Goal of the exercise:
Restate the data word for word and leave the images out.

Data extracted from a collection
◆ ◆ ◆ ◆ ◆
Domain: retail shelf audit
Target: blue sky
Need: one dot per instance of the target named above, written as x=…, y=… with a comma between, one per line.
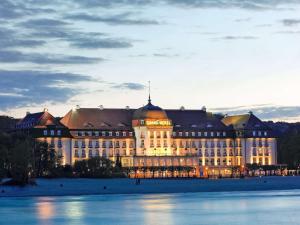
x=231, y=56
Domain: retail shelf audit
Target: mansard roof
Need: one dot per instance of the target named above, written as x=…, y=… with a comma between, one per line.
x=96, y=118
x=195, y=120
x=246, y=122
x=121, y=119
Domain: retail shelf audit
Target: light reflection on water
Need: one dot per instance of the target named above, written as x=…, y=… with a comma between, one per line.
x=259, y=208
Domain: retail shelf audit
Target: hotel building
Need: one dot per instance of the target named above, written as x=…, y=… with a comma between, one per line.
x=151, y=137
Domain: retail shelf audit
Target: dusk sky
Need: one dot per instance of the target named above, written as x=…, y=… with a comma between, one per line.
x=231, y=56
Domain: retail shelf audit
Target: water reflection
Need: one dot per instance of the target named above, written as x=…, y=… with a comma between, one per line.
x=157, y=210
x=259, y=208
x=45, y=209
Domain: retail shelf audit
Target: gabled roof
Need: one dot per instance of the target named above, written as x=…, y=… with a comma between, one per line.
x=37, y=120
x=246, y=121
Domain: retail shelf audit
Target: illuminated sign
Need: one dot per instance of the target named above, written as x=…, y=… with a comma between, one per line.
x=158, y=123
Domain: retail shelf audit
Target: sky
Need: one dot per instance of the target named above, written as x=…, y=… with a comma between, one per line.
x=232, y=56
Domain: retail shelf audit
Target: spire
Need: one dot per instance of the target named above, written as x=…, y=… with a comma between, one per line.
x=149, y=86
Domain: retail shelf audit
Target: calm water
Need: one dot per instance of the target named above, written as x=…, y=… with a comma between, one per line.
x=259, y=208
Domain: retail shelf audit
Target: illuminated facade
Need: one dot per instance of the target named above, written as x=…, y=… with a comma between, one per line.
x=150, y=137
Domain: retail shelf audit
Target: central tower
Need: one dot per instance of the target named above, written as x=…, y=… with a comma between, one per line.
x=153, y=131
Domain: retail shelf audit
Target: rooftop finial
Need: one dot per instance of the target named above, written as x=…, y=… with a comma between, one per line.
◆ ◆ ◆ ◆ ◆
Your solution:
Domain: retail shelf audit
Target: blue sky
Need: one dot per instance of the target named above, written as x=…, y=… with a comma between, one per line.
x=231, y=56
Domain: retail shelf audit
Target: mansard roof
Need: one dot per instance of the target named above, written as x=…, y=… with a comma between, one per line.
x=96, y=118
x=195, y=120
x=246, y=122
x=121, y=119
Domain: retail shelf audit
Target: light reflection on water
Need: one dot per instance of the target named above, written as x=…, y=… with a comma between, one per line.
x=259, y=208
Domain: retail shelf audit
Target: hotel building
Need: one dot per instance of the target named above, written as x=…, y=… with a comma between, one per line.
x=151, y=137
Domain: retail shelf audit
Target: dusk sky
Need: one dot per instance of the target named above, written as x=…, y=… with a comma between, one per line.
x=231, y=56
Domain: retail shelf audit
Target: water reflection
Need: one dot per instance of the target named above, written as x=…, y=… with a comma between, one per line.
x=157, y=210
x=259, y=208
x=45, y=209
Domain: retail shelf audit
Target: gabled roof
Need: one dot per instance of the target named above, written as x=…, y=… with a comma between, one per line.
x=37, y=120
x=246, y=121
Domain: retail shelf audit
Target: illuminated sign
Need: one dot per instance of the target named above, written as x=…, y=… with a comma between, one per line.
x=158, y=123
Domain: retail shelf audit
Target: sky
Need: one dot per instance of the target named above, written as x=…, y=… with a comma between, one per line.
x=232, y=56
Domain: retail shelf audit
Target: spire
Need: one dot per instance of the target named above, written as x=…, y=… with a comma between, one per line.
x=149, y=86
Domain: retail shelf audit
Target: calm water
Need: one dot per instance of the target named above, written as x=…, y=… with a comma between, one per line.
x=259, y=208
Domain: retail shelf audit
Target: illuminated facade
Need: one dot per instance of the target named above, written as x=…, y=… with a comma between, one per line.
x=150, y=137
Domain: retail shelf audit
Target: central tower
Need: one dot per instance of the target named above, written as x=…, y=… with a comma between, one per line.
x=153, y=131
Domain: retail shelf audit
Target: rooftop finial
Need: one dot per instance of the target named above, written as x=…, y=… with a comma between, one per line.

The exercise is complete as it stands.